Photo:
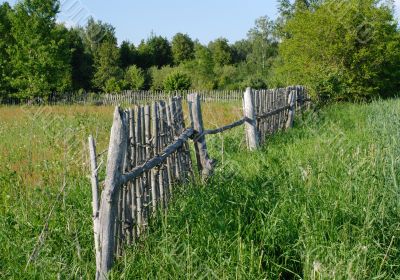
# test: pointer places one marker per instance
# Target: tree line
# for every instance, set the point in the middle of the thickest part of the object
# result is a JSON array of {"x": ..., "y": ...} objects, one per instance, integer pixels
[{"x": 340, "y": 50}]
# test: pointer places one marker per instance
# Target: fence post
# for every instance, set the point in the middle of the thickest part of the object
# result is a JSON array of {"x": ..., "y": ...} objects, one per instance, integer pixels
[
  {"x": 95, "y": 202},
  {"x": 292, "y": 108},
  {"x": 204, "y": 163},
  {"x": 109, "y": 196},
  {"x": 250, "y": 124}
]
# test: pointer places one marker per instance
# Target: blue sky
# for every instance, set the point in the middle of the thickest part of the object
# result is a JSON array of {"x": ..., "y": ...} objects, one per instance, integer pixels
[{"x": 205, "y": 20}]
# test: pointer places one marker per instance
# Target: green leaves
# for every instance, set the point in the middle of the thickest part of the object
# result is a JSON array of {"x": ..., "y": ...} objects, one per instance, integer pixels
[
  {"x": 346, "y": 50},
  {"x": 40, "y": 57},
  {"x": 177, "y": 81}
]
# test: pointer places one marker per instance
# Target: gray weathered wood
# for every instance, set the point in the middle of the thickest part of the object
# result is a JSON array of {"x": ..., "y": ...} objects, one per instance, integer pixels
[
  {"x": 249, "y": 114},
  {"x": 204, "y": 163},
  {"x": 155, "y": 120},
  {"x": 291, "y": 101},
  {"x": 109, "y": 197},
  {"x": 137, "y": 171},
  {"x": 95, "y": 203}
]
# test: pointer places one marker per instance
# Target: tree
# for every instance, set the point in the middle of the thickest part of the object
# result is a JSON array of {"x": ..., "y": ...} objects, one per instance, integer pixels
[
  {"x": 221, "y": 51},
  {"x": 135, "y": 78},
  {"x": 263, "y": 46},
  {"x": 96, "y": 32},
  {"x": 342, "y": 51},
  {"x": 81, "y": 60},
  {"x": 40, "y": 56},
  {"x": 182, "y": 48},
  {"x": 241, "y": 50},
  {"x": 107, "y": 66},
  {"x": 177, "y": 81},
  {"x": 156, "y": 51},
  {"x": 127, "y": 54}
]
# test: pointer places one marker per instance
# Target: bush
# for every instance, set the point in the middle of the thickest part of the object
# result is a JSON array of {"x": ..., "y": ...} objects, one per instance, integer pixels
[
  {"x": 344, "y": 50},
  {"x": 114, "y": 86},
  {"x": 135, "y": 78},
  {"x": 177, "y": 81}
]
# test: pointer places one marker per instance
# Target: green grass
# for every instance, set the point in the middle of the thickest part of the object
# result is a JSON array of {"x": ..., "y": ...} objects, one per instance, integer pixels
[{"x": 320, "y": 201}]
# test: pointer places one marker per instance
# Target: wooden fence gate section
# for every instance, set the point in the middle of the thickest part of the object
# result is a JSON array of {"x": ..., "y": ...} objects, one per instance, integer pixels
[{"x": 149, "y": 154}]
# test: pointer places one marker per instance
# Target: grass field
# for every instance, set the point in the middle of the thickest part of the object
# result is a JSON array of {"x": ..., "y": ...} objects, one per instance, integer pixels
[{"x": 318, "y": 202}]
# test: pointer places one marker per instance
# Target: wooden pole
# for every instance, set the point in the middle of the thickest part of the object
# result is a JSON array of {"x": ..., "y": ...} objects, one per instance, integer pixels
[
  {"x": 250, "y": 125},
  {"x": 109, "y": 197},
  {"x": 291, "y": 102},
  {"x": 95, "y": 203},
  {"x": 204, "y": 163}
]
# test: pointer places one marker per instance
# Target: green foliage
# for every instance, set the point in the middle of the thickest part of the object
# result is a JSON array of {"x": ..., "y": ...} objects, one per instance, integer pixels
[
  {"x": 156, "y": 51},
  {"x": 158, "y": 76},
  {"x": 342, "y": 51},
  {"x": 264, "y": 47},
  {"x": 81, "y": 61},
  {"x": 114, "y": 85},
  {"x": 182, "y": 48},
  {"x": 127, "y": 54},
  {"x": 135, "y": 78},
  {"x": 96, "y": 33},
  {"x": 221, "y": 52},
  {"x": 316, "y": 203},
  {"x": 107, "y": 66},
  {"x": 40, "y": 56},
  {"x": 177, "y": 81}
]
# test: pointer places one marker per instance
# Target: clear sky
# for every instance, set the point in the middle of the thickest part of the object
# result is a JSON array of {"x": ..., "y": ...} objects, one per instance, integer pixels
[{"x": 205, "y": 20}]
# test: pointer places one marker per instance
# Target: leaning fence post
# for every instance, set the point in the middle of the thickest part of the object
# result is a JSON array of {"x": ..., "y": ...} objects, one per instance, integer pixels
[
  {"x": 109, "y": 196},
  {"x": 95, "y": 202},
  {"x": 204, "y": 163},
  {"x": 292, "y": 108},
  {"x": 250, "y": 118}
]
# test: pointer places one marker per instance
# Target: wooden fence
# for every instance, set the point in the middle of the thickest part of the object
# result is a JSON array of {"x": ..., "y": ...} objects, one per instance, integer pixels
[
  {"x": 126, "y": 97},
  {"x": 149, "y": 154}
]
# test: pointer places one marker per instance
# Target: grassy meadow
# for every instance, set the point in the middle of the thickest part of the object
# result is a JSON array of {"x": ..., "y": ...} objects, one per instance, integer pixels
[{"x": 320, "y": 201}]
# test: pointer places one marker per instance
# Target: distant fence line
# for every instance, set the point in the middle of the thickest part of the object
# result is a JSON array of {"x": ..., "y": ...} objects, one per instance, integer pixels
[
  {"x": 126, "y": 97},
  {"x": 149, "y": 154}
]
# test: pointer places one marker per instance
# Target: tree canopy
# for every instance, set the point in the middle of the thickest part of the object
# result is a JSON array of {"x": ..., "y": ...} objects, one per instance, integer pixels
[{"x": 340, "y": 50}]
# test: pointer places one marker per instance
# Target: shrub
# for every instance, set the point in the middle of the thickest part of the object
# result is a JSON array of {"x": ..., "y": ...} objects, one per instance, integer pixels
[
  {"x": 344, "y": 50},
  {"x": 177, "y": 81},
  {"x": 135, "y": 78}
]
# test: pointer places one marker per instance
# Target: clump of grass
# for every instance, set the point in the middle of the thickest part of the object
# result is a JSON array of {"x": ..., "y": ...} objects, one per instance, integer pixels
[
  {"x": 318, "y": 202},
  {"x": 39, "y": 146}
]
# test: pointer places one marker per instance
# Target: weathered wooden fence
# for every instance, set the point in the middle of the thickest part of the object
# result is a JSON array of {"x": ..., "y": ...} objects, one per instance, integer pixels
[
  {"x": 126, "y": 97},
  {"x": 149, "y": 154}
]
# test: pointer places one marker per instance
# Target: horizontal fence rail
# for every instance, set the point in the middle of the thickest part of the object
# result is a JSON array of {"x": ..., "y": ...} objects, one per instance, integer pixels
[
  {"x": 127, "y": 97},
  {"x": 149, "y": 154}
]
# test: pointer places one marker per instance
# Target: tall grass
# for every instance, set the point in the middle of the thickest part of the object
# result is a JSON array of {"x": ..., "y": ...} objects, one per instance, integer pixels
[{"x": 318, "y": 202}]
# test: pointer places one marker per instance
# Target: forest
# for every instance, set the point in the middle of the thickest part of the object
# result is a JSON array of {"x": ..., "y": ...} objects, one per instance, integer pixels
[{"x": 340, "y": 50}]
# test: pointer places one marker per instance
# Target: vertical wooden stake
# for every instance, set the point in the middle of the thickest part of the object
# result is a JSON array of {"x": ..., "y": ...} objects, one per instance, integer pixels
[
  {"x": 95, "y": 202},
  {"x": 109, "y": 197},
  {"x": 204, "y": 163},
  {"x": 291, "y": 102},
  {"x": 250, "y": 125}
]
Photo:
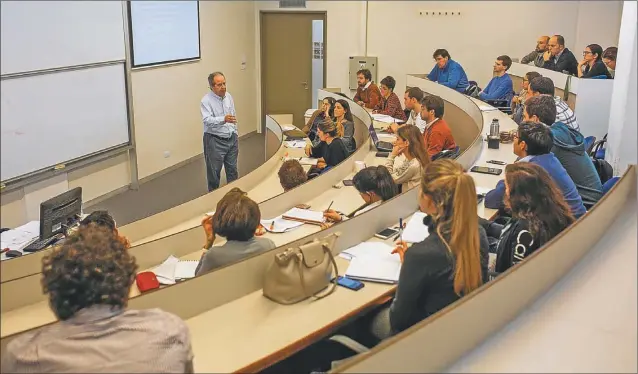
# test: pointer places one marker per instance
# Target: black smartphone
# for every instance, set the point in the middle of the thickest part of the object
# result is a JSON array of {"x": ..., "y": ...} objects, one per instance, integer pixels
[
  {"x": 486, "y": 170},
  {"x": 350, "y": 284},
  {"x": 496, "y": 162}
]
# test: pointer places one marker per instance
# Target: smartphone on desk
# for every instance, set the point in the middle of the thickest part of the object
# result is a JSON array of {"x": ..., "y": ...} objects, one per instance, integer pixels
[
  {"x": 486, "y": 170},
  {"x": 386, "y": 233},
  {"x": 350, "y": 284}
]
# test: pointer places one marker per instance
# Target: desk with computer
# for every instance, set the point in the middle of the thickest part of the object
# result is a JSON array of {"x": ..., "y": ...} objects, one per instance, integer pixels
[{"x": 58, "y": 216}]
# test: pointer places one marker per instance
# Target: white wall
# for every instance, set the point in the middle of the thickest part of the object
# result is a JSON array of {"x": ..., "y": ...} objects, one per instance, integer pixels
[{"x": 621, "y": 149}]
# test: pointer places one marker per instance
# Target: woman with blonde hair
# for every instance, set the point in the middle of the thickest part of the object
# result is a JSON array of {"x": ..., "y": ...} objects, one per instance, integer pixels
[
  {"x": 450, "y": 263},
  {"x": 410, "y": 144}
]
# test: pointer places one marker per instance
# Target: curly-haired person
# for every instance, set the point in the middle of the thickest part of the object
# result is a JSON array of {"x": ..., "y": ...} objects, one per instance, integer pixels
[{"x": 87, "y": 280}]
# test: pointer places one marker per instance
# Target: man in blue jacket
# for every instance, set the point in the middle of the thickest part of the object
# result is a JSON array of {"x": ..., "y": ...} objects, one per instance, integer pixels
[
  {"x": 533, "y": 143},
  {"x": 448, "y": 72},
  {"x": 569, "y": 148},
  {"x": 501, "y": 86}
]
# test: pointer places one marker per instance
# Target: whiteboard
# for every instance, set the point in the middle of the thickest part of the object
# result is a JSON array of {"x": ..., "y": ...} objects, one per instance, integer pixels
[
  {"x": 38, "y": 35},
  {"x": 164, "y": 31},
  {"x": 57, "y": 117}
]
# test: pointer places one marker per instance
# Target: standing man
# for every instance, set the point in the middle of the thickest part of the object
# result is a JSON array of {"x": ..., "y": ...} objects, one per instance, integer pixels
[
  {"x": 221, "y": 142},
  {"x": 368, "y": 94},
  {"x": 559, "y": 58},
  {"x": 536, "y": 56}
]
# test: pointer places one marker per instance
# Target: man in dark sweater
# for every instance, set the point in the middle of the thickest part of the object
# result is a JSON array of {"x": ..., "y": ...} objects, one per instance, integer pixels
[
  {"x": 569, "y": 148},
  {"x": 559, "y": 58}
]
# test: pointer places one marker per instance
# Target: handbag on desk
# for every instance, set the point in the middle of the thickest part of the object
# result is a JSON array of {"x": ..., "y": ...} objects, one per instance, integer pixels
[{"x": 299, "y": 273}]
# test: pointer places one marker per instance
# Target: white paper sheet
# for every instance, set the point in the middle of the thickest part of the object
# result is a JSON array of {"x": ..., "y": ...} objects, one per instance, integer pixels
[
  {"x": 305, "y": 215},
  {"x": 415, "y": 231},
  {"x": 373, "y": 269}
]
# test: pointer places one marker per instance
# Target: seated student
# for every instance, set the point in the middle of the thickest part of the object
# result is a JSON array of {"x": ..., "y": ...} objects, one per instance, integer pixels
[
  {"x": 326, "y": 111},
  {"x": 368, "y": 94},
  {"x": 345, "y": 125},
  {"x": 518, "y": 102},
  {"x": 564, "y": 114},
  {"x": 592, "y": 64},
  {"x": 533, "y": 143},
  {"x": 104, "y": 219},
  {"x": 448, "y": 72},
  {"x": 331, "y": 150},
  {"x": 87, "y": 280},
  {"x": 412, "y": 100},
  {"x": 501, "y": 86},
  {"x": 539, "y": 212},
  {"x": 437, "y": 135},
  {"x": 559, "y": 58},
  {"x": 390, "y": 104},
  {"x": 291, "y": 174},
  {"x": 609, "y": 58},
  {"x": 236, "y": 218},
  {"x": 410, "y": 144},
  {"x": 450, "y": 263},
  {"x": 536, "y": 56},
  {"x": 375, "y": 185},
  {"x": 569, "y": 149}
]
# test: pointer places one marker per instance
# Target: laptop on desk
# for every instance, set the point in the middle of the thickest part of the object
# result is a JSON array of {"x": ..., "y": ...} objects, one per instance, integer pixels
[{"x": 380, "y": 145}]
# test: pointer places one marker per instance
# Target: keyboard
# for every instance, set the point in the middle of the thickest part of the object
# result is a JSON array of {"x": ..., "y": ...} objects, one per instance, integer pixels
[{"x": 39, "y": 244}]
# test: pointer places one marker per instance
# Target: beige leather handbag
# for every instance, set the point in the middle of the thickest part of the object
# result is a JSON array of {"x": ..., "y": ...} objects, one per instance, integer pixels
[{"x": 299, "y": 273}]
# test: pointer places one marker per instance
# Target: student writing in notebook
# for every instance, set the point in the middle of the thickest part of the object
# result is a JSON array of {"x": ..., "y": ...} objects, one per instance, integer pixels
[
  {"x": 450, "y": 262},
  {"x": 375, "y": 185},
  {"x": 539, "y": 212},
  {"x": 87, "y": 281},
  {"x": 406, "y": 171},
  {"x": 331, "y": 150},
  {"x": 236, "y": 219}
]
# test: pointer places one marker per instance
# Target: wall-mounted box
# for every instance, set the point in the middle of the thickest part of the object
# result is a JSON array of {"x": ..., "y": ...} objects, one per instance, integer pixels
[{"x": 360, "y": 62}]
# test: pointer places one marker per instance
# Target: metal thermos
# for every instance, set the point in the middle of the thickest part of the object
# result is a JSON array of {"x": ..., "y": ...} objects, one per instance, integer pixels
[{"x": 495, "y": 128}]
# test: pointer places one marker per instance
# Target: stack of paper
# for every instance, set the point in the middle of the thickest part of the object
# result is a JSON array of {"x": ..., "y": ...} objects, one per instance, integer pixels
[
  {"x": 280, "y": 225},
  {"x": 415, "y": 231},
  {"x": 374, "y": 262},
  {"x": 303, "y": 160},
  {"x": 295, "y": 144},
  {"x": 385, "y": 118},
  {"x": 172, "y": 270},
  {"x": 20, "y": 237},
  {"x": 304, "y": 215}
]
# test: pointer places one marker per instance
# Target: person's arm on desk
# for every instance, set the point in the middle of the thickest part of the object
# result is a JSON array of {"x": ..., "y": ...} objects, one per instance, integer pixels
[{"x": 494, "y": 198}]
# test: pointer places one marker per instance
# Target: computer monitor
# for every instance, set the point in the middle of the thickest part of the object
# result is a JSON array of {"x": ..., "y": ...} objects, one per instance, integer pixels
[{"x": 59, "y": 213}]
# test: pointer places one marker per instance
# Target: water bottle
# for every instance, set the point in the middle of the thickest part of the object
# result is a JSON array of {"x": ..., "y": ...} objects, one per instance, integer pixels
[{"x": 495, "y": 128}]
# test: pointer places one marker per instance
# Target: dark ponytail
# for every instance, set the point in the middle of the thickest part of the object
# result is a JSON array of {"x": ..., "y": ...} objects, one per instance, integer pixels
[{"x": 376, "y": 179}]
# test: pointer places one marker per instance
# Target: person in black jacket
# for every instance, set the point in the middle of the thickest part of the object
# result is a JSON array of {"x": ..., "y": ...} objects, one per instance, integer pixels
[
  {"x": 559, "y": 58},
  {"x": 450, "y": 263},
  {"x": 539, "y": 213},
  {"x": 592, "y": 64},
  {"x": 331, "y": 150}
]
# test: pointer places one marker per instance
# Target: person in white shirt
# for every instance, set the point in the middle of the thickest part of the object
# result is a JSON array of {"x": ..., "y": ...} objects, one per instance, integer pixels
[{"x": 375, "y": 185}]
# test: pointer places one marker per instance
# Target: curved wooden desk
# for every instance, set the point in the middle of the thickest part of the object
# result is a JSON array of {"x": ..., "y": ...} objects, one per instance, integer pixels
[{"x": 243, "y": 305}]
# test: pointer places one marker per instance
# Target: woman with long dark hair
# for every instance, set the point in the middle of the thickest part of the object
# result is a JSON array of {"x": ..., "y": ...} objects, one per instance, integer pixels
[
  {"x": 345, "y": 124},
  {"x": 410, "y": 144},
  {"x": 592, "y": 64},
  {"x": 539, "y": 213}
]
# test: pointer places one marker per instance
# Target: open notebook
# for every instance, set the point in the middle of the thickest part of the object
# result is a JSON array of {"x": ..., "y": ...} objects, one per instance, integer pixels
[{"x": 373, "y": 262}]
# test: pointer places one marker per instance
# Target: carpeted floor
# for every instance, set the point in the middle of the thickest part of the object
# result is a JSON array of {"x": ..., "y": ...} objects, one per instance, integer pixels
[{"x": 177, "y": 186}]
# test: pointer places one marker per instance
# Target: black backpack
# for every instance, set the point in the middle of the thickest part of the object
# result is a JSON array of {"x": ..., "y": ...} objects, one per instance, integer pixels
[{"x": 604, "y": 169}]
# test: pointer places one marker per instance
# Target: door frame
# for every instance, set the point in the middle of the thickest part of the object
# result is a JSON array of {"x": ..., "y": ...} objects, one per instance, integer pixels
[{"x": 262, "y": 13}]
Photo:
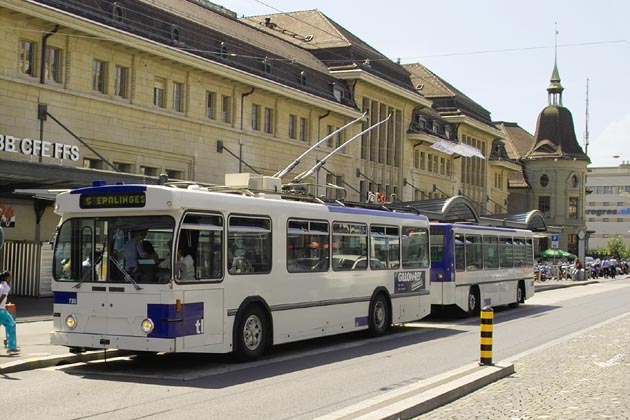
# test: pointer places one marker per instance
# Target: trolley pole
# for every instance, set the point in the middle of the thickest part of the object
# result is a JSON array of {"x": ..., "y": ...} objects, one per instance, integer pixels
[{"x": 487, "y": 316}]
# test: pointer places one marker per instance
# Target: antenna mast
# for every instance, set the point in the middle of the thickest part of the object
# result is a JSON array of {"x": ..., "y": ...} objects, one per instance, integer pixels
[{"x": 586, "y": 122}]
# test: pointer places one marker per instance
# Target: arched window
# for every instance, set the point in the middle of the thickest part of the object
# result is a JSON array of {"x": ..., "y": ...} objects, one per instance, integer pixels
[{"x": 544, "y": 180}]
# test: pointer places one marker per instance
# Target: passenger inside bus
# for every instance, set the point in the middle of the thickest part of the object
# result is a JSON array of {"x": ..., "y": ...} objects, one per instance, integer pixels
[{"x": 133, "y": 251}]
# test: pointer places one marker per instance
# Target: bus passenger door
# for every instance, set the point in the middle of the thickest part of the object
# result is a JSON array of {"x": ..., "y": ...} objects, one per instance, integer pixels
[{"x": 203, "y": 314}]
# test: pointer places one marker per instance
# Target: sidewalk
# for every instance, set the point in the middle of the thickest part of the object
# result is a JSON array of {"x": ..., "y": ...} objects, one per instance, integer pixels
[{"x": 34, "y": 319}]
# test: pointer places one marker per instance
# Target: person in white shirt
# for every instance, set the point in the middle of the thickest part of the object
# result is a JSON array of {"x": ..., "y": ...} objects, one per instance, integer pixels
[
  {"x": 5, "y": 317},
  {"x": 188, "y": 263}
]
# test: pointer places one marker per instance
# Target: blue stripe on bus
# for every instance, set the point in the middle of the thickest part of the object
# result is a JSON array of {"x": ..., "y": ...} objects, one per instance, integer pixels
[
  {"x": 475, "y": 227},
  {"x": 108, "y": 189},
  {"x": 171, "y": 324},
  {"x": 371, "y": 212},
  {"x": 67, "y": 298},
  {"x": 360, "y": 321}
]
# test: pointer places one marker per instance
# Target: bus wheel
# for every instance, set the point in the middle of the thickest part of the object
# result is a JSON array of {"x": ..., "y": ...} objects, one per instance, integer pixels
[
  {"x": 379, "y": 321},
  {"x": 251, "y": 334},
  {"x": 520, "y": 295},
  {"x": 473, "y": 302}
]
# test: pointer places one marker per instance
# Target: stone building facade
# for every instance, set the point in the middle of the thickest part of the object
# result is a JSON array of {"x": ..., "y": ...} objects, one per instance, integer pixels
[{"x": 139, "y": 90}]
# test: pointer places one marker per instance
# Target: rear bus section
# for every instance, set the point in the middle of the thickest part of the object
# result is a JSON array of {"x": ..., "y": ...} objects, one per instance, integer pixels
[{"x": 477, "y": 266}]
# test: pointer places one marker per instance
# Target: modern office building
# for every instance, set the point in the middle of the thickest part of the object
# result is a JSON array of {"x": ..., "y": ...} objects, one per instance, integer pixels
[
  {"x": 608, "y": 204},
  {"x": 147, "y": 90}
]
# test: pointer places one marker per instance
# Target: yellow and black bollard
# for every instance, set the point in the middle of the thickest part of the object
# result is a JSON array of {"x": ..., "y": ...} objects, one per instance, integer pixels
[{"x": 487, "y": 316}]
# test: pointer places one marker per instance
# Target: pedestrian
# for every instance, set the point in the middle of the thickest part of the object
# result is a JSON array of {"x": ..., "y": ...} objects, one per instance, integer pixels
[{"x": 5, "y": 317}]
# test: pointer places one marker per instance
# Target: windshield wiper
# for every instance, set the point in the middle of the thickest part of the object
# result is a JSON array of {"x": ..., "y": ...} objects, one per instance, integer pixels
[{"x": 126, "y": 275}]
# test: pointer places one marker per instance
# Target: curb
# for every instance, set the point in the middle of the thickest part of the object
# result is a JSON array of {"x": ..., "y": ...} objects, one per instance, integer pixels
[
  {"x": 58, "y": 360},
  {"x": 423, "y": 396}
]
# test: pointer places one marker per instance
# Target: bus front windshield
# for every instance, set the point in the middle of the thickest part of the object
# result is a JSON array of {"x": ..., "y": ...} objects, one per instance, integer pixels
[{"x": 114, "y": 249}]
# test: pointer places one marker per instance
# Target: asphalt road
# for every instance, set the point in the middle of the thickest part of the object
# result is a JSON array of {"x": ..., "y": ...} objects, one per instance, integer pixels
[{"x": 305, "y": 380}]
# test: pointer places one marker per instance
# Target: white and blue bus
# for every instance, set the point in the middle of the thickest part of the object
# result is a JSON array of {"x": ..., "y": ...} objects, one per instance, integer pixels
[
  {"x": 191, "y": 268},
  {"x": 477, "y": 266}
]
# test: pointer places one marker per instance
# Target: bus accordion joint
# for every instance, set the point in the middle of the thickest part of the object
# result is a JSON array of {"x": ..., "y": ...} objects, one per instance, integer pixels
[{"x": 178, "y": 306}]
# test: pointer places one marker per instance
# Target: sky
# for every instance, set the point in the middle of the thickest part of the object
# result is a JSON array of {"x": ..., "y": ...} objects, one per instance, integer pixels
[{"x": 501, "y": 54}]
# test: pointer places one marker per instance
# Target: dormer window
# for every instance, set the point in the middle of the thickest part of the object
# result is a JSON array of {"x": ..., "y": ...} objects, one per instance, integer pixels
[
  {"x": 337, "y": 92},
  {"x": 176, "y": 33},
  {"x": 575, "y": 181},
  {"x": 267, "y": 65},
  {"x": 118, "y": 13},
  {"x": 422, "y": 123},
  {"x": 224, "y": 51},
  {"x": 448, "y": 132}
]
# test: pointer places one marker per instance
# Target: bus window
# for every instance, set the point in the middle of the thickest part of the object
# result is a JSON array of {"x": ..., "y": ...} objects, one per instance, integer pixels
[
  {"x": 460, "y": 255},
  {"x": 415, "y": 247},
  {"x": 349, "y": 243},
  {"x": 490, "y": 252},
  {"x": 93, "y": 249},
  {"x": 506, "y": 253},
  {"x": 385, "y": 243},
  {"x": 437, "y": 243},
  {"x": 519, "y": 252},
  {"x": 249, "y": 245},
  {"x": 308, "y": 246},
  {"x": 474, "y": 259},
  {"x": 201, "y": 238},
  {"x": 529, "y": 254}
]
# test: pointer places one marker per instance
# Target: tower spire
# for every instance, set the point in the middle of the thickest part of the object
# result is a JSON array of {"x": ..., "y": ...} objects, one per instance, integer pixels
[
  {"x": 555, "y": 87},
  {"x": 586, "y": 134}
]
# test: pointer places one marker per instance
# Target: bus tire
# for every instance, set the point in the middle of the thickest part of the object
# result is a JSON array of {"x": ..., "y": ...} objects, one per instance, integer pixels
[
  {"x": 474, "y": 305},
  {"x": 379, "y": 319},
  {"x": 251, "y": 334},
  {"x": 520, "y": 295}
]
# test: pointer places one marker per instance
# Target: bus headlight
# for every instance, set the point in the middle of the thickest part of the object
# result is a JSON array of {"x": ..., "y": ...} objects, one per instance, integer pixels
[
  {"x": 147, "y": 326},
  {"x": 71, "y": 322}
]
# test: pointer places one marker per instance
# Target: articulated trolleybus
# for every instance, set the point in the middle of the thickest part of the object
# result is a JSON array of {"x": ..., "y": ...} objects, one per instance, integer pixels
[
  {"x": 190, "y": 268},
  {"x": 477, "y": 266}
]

□ □ □

Identify every line in the items above that contains the word "desk" and copy each such line, matching case exactly.

# Target: smartphone on desk
# Target: desk with computer
# Target: handbag on desk
# Target: laptop on desk
# Target: person's arm on desk
# Target: curved wooden desk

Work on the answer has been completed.